Dr. Cyril DeSilva provides advanced treatment for brain and spine injuries and disorders with additional expertise in:
- Brain tumors
- Spinal tumors
- Cervical arthroplasty
- Sacroiliac joint fusion
- Vertebroplasty and kyphoplasty
- Computer-guided spinal surgery
- Spinal surgery revisions
- Minimally invasive spinal surgery
- Spinal cord stimulation
Dr. DeSilva perform numerous specialized surgeries for the treatment of various brain and spine conditions. Some of the more common procedures include:
A laminectomy is a surgical procedure that involves relieving pressure on the spinal canal or spinal nerves by widening the spinal canal. This is usually achieved by removing or trimming down the lamina of the vertebrae. Pressure within the canal can be caused by several factors; including bone spurs or tumors, spinal stenosis, disc degeneration, spondylolisthesis (slipping of one vertebrae onto another) and disc bulges.
Lumbar or cervical fusions
A fusion is indicated to stop the movement of a painful vertebral segment or group of vertebral segments. For most cases, a synthetic bone graft is utilized to enable the vertebral segments to fuse together as one long bone. Fusions can be single level (involving two vertebral discs) or multi-level (involving three or more discs).

(Dataset entries)
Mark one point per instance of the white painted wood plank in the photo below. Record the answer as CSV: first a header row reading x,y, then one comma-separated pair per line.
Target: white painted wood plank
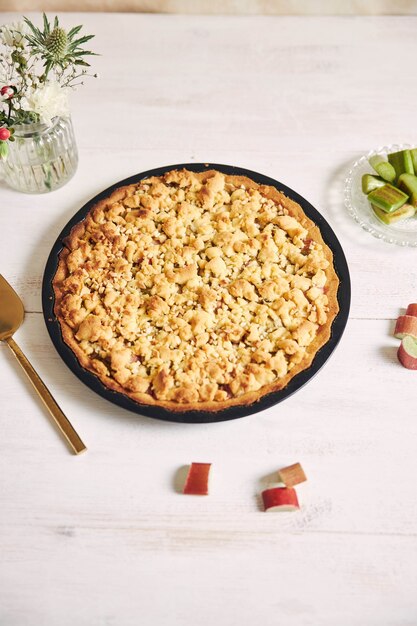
x,y
237,91
356,440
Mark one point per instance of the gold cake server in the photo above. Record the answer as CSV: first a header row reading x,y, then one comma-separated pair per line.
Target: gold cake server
x,y
12,314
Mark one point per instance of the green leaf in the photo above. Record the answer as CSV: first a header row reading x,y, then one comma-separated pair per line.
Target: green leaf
x,y
46,25
78,42
33,28
4,150
74,31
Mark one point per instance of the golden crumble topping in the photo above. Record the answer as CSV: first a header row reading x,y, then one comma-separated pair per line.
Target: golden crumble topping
x,y
196,289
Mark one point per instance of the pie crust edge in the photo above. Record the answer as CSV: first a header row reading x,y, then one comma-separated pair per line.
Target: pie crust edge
x,y
322,337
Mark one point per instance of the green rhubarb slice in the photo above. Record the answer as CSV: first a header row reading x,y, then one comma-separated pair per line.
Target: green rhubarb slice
x,y
397,216
382,167
413,153
401,162
388,198
371,182
408,183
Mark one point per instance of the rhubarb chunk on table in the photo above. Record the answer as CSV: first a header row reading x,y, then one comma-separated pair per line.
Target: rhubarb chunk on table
x,y
292,475
280,499
197,481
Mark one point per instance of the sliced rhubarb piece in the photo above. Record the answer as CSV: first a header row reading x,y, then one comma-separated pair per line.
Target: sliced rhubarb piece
x,y
402,162
412,309
371,182
400,214
292,475
406,325
197,482
280,499
413,153
387,198
408,183
382,167
407,353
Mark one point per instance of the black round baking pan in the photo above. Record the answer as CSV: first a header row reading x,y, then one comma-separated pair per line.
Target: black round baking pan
x,y
195,417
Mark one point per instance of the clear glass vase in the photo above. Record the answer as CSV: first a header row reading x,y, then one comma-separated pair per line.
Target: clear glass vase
x,y
42,158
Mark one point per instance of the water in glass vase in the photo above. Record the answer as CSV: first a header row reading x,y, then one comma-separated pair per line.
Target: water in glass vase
x,y
42,158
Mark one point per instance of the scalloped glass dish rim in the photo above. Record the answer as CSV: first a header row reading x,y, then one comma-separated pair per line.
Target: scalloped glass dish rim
x,y
402,233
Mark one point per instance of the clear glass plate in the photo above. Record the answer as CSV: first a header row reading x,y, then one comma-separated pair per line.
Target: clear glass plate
x,y
403,233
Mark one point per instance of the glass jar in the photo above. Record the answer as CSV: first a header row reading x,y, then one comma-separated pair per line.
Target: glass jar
x,y
42,158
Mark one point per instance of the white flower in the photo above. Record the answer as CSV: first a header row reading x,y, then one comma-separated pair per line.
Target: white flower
x,y
49,101
13,34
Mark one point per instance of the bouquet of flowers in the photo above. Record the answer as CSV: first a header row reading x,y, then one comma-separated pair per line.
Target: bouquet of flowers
x,y
37,70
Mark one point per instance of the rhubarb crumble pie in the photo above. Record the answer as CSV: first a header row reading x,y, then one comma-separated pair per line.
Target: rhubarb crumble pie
x,y
195,291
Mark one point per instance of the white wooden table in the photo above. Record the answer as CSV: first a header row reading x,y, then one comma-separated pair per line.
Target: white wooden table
x,y
105,539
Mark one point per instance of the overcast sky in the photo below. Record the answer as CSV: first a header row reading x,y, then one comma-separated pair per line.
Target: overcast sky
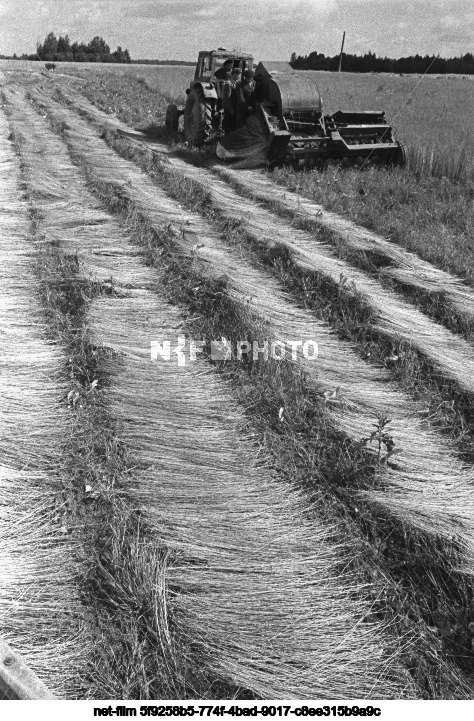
x,y
270,29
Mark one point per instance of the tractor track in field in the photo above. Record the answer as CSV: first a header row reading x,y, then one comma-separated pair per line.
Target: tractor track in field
x,y
267,602
42,617
446,482
402,265
426,463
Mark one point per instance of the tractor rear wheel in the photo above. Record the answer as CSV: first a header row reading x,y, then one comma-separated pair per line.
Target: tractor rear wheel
x,y
197,118
172,118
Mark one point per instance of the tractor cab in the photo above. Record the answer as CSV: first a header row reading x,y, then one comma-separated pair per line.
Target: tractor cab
x,y
211,60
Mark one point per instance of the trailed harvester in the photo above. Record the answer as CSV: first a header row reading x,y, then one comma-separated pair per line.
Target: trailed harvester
x,y
290,111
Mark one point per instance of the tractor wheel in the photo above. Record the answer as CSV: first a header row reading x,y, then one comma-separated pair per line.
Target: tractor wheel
x,y
401,155
172,118
197,118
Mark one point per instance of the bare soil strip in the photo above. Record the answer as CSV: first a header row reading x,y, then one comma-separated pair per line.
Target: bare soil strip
x,y
256,581
41,615
427,487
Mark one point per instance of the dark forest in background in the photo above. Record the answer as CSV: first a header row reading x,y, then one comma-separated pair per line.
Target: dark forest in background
x,y
370,63
61,49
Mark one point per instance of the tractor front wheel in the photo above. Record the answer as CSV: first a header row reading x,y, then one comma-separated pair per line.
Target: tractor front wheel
x,y
197,118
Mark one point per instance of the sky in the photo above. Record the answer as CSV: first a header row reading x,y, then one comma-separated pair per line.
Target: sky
x,y
269,29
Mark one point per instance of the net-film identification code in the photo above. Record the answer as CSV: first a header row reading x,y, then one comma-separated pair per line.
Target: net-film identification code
x,y
199,710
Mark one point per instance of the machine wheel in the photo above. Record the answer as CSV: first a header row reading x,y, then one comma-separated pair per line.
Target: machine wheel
x,y
172,118
401,155
197,118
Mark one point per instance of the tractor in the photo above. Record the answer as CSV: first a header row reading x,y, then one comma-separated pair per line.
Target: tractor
x,y
290,118
203,111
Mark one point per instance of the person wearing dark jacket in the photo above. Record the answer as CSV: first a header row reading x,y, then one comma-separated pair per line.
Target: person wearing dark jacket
x,y
224,72
244,96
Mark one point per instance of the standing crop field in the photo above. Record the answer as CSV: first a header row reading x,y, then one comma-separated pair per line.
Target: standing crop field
x,y
247,523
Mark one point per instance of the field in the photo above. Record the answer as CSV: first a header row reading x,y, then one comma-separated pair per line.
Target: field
x,y
259,524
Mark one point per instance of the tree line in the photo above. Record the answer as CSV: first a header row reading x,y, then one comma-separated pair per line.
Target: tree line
x,y
61,49
370,63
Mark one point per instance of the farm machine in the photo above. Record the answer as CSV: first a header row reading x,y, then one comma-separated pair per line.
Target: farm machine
x,y
290,110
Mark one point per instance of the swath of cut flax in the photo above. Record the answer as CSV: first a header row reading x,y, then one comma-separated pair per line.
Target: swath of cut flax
x,y
261,594
40,609
429,487
408,268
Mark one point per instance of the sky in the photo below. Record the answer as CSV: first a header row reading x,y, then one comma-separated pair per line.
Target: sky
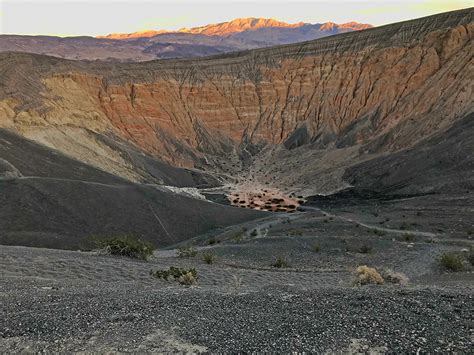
x,y
100,17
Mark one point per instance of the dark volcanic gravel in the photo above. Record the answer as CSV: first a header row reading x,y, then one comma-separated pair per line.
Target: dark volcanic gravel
x,y
124,317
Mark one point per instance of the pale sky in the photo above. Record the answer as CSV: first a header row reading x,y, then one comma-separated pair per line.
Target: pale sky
x,y
100,17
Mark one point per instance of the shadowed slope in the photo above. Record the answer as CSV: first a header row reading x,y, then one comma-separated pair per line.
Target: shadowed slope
x,y
49,200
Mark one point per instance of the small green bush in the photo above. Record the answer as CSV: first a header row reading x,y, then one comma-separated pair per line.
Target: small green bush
x,y
295,232
451,261
365,249
125,245
280,262
367,275
187,252
183,276
208,258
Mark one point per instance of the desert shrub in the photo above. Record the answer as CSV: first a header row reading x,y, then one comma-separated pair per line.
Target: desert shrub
x,y
404,226
408,237
378,232
208,258
394,277
125,245
368,275
470,257
364,249
280,262
212,241
187,252
186,277
295,232
451,261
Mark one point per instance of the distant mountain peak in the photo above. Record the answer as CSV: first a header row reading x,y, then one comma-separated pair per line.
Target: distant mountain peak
x,y
237,25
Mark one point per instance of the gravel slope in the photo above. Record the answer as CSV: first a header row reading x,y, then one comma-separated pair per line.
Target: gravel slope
x,y
55,300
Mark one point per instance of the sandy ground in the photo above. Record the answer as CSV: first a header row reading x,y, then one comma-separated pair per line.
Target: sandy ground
x,y
262,197
65,301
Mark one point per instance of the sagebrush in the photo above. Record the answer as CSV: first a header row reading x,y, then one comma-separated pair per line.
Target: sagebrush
x,y
125,245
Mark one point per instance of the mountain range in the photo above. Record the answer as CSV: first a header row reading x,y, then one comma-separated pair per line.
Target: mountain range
x,y
299,117
239,34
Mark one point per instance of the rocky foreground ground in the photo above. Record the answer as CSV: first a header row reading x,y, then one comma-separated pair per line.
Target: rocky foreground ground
x,y
55,300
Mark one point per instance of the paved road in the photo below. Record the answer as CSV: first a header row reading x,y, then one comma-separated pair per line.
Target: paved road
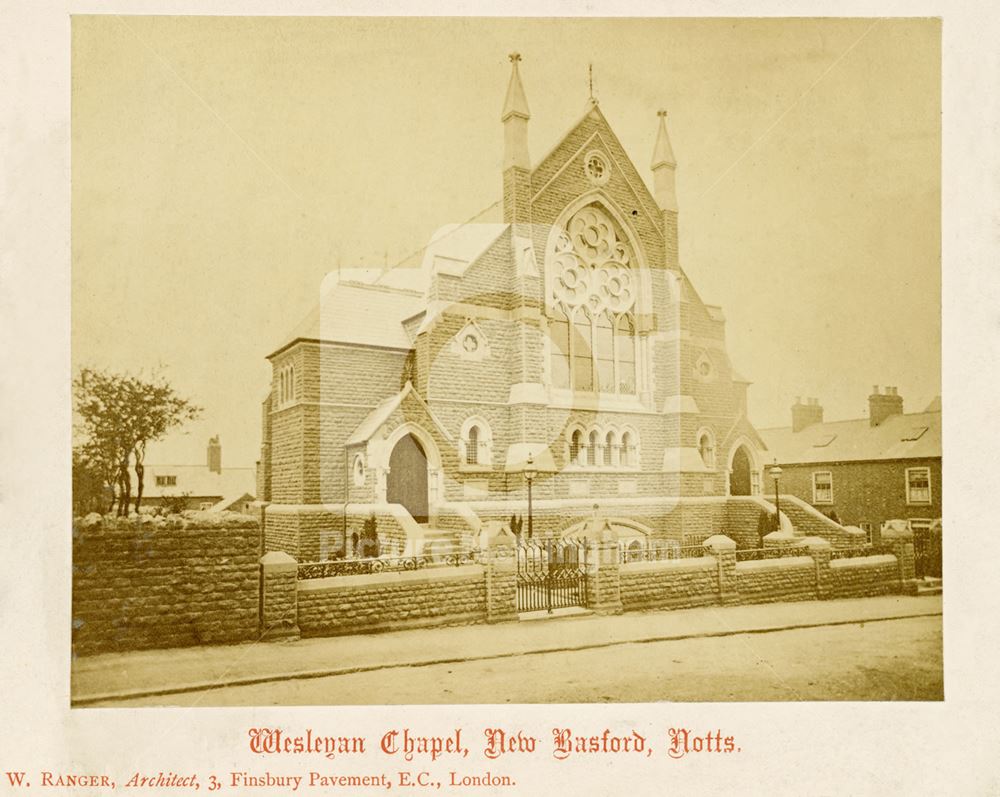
x,y
881,660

> [Exercise brief] Continue the passage on Dr. Cyril DeSilva's brain and spine procedures, starting right after its final sentence.

> [Result of this task]
Kyphoplasty is is a minimally invasive surgery technique used to treat a vertebral fracture. It is usually needed when an individual has attained a vertebral fracture that has caused the vertebral disc to collapse. (This is a VCF or vertebral compression fracture.) Many individuals will develop a forward curvature of the spine above the level of fracture called kyphosis. A kyphoplasty involves the inflation of a balloon to lift the disc back to its original position. This also creates a cavity, which is filled with bone cement. Kyphoplasty will restore the vertebral body’s height and size and keep the spine in proper alignment. This type of surgery is most useful and successful with patients who suffer vertebral fracture due to diminished bone strength. The purpose of this surgery is to stop the pain associated with the fracture, stabilize the vertebra and restore vertebral body height.
ACDF – Anterior Cervical Discectomy and Fusion
A discectomy involves removal of the vertebral disc. With an ACDF, the disc is approached from the front of the spine, or the anterior. This approach requires moving aside the neck muscles, trachea and esophagus to assess the bony vertebrae and disc. The anterior approach allows for an easier access to the disc, compared to the posterior approach, without disturbing the spinal cord and nerves, and the strong muscles of the back. After the disc is removed, the space between the vertebrae is filled with a synthetic bone graft which prevents the vertebrae from collapsing and rubbing together, and creates a bridge where the spine can be fused. Fusion requires stabilization with titanium/metal plates and screws. The body’s natural healing process will form new bone cells around the graft and eventually join the vertebrae to form one bone. This procedure can be a single or multi-level surgery.
A discectomy is the removal of a portion of the disc in order to relieve pressure on the adjacent nerve fibers.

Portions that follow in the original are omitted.